=== SET TASK ===
Nothing but the lines from the one containing "black fabric in this photo." to the end of the data should be returned, exactly as written; pictures are omitted.

=== SUPPLIED MATERIAL ===
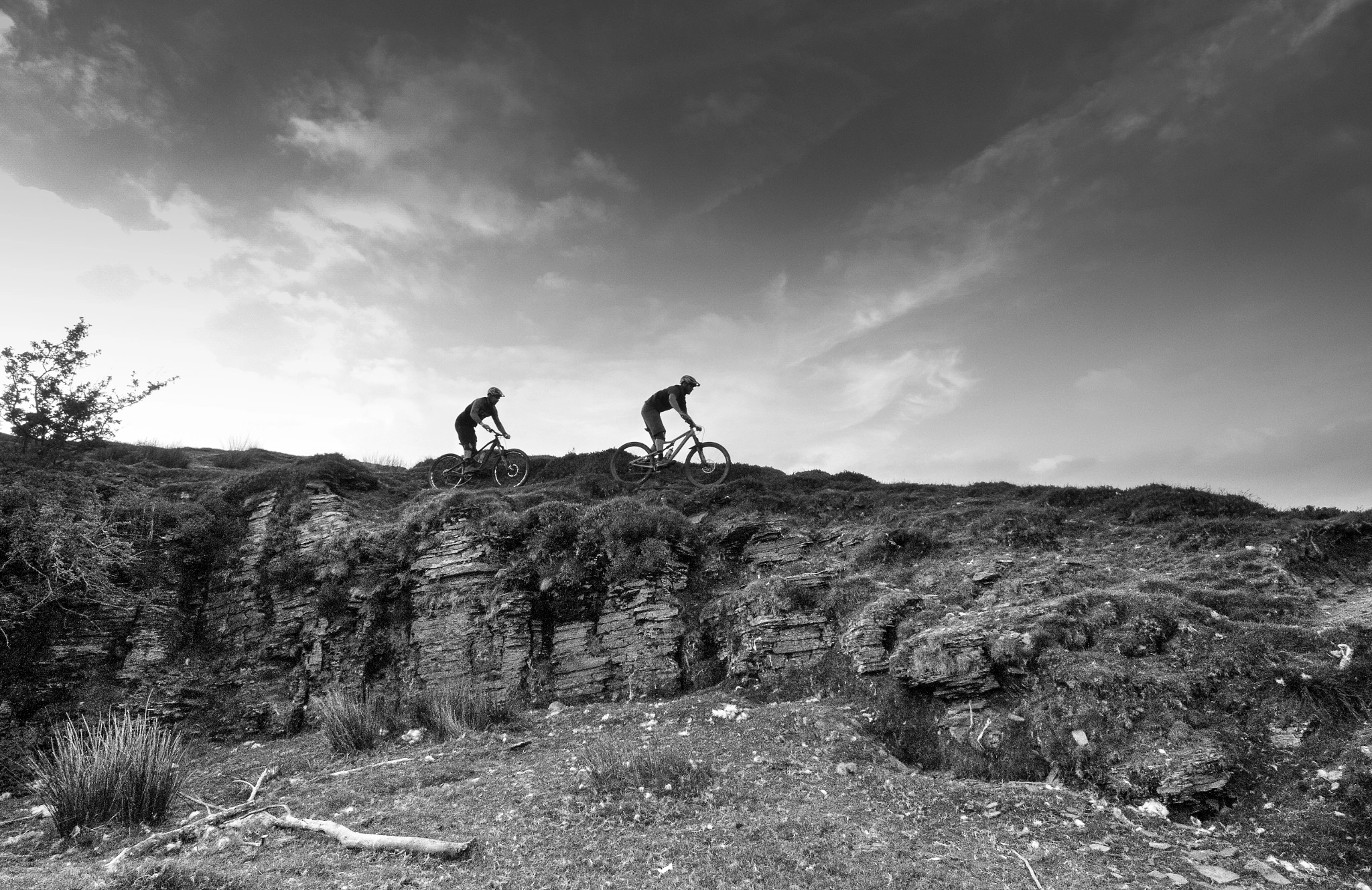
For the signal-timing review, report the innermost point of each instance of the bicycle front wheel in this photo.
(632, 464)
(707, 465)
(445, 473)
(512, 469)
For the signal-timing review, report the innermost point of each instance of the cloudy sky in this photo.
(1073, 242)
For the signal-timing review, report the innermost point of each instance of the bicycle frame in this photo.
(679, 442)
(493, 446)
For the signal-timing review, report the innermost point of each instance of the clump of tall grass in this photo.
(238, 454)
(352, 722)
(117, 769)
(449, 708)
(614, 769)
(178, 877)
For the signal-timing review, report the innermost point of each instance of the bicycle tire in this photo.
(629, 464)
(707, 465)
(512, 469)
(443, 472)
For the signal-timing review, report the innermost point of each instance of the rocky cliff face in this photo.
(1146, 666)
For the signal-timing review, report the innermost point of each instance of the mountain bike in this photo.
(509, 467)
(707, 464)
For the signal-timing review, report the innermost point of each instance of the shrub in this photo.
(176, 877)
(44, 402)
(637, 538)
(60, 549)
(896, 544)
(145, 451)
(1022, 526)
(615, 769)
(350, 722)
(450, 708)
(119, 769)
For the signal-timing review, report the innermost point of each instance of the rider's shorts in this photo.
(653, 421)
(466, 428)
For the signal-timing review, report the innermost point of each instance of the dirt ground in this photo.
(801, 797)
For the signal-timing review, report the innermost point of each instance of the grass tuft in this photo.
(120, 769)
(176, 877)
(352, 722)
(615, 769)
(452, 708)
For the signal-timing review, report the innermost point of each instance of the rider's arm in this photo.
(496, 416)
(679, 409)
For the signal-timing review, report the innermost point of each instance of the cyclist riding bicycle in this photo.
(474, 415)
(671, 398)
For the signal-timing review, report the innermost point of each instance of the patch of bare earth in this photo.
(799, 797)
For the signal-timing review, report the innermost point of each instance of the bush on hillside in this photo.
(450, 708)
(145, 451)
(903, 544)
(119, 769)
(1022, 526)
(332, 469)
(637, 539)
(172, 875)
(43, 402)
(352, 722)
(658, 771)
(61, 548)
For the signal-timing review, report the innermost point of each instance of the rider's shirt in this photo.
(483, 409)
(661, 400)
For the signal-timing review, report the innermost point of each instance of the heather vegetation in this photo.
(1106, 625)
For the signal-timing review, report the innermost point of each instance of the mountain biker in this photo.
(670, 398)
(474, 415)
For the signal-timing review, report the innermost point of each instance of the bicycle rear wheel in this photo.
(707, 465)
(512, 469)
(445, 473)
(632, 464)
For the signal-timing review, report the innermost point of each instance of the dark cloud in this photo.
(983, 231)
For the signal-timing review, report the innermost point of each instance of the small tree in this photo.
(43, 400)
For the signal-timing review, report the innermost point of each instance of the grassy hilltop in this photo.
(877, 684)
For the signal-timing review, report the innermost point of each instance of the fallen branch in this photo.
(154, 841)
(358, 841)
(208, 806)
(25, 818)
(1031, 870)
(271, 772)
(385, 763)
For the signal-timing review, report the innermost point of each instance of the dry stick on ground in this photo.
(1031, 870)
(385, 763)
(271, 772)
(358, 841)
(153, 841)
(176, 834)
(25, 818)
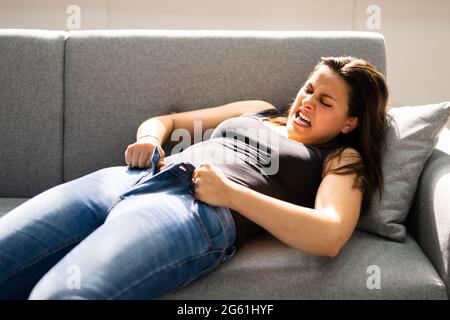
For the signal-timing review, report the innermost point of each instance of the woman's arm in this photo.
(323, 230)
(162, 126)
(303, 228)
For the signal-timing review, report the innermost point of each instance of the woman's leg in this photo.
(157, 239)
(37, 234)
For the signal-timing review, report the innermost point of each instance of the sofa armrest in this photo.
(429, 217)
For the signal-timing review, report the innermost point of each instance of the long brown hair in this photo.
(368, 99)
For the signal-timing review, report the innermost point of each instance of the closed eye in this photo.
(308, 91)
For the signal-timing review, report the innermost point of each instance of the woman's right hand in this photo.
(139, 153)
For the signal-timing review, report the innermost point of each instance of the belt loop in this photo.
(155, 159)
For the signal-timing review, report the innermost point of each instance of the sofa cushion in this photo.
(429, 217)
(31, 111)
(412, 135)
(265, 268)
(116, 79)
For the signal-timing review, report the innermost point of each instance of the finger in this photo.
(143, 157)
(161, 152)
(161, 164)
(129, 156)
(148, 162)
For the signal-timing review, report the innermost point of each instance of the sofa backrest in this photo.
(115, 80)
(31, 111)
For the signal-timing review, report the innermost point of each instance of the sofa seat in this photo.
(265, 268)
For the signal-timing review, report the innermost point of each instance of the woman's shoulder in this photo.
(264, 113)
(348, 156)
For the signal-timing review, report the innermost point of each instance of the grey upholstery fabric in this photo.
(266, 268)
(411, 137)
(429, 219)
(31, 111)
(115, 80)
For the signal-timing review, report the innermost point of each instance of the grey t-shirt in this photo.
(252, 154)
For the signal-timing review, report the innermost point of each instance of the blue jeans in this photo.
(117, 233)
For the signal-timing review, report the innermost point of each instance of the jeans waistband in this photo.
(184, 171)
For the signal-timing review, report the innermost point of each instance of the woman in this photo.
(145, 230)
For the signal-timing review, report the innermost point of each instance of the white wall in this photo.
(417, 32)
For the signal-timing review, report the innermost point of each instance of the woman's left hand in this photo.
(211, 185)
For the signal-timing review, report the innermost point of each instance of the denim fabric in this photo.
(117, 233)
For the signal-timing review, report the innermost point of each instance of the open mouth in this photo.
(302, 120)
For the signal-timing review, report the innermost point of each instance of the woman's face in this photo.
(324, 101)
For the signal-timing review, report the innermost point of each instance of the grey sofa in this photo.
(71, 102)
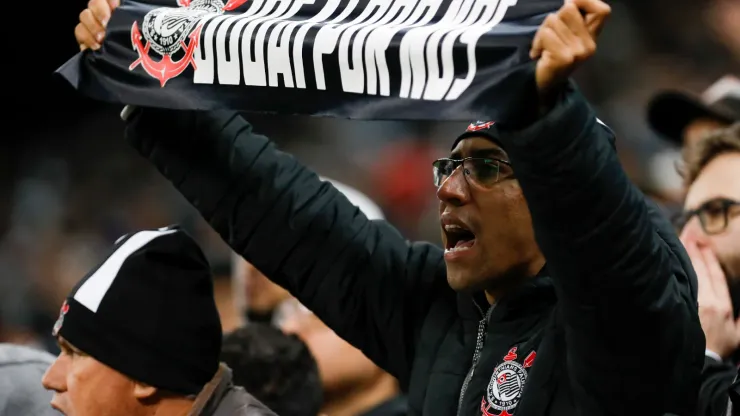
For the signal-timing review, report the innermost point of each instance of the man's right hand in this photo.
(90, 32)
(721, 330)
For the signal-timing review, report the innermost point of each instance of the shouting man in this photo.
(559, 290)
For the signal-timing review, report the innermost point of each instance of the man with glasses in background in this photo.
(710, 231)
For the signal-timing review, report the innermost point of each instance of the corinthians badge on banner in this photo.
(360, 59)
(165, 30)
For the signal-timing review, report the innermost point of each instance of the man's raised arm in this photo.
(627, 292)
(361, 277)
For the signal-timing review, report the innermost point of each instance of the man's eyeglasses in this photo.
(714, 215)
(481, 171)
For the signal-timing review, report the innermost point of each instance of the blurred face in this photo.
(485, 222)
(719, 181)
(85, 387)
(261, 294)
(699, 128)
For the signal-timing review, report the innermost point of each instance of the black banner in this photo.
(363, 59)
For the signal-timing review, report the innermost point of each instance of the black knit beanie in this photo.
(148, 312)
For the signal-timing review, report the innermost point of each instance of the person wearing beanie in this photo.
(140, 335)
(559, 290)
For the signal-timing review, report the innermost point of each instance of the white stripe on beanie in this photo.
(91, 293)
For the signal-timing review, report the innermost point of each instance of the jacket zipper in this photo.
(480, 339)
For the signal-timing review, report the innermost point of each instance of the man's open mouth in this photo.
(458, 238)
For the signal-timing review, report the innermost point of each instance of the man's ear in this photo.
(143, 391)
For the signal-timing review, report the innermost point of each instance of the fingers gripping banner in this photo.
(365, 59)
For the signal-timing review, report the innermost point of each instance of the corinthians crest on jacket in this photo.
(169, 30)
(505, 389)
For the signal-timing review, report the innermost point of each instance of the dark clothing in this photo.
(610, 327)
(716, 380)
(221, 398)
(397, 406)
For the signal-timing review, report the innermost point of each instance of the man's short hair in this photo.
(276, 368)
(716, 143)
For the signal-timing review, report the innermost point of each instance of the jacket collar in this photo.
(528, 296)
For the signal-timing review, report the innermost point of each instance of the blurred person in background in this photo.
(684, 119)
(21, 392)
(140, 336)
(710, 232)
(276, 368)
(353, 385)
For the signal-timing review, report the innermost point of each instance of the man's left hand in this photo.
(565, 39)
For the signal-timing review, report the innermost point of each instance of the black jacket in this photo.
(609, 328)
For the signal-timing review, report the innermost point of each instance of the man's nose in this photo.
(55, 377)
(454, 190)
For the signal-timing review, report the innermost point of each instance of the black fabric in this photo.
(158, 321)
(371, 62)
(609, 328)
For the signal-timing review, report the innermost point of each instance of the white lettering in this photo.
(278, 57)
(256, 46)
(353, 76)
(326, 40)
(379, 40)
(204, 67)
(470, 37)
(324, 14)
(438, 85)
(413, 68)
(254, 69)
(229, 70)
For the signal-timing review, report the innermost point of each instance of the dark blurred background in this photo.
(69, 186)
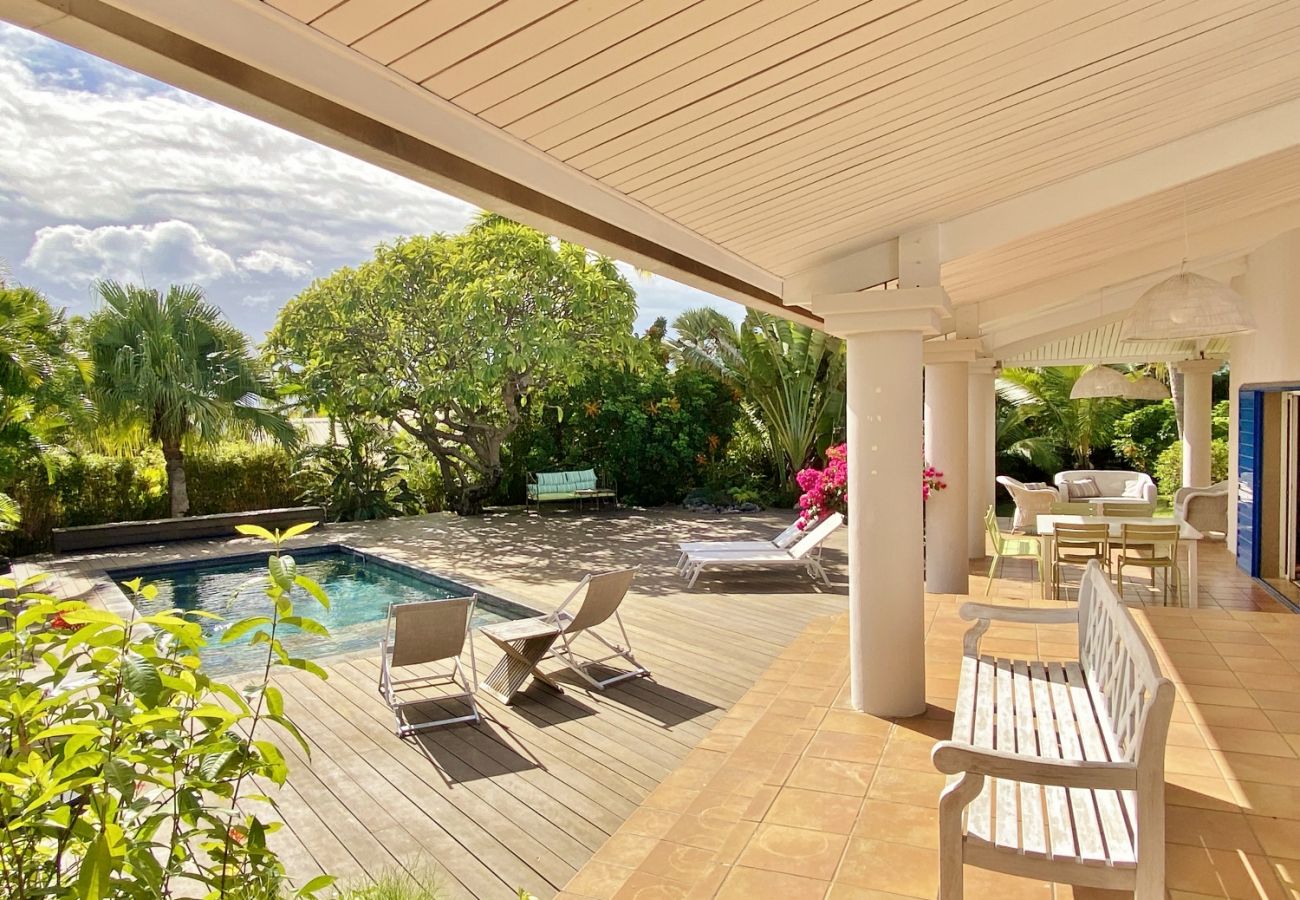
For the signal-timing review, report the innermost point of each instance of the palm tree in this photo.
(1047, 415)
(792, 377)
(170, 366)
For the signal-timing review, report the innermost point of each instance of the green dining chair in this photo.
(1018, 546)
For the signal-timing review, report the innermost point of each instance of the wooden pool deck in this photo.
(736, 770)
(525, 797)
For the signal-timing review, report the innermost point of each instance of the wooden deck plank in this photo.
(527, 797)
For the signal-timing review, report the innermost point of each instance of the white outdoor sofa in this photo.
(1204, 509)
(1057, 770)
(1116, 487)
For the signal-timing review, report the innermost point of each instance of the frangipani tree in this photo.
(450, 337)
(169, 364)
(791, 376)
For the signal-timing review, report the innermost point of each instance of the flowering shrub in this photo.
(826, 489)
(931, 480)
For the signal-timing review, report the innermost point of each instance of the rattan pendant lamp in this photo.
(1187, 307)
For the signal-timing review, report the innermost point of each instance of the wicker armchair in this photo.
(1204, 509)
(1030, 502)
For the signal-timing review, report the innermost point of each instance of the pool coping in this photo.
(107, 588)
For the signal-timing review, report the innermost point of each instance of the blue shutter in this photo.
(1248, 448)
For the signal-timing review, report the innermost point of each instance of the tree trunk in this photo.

=== SOLUTION TO THIS PROBLEM ===
For the signal-timing review, report the innermost point of each instance of the black fabric in this photo.
(158, 321)
(371, 62)
(609, 328)
For the signal-timing review, report the innermost point of each instance of the white lettering in this photo.
(278, 57)
(256, 46)
(353, 76)
(326, 40)
(379, 40)
(204, 67)
(470, 37)
(324, 14)
(438, 85)
(413, 68)
(254, 69)
(229, 70)
For the signal-timing review, report the innermost point of each instance of the dark blurred background in this photo.
(69, 186)
For the signal-timing review, report the innermost point of each instance of the palm tree in this photo.
(1047, 415)
(792, 377)
(170, 366)
For the signal-timing review, report the innermost point of each instance of the green dining chair in this photo.
(1018, 546)
For the signal-timing review, report the innermost point of each instance of the wooden pool deck in this photo.
(736, 770)
(525, 797)
For the signal-timing review, report the innermost point of each instance of the wooden deck plank in this photo.
(527, 797)
For the signal-timing review, report the innermost point of each instance of the white outdoor sofa in this photo.
(1204, 509)
(1057, 770)
(1116, 487)
For the signal-timing review, report the innermost point of each instance of the frangipani tree in this photo.
(450, 337)
(169, 364)
(791, 376)
For the signal-timing review, report the innermost point of each instance of the flowering shrub in this photo.
(826, 489)
(931, 480)
For the signal-timing review, report the innermost point of each instance of the rattan pendant lamp in this photo.
(1187, 307)
For the signal-timing review, report the innermost point of each instance of the wicker armchair in this photo.
(1204, 509)
(1030, 502)
For the signal-timing review, report the innermost point of each instance of the pool coping in this photo.
(107, 588)
For the signal-timing review, report the innermost point of each instance of the blue shutter in this photo.
(1248, 448)
For the signal-timing review, report the innermost point of each instance of the tree trunk in this photo.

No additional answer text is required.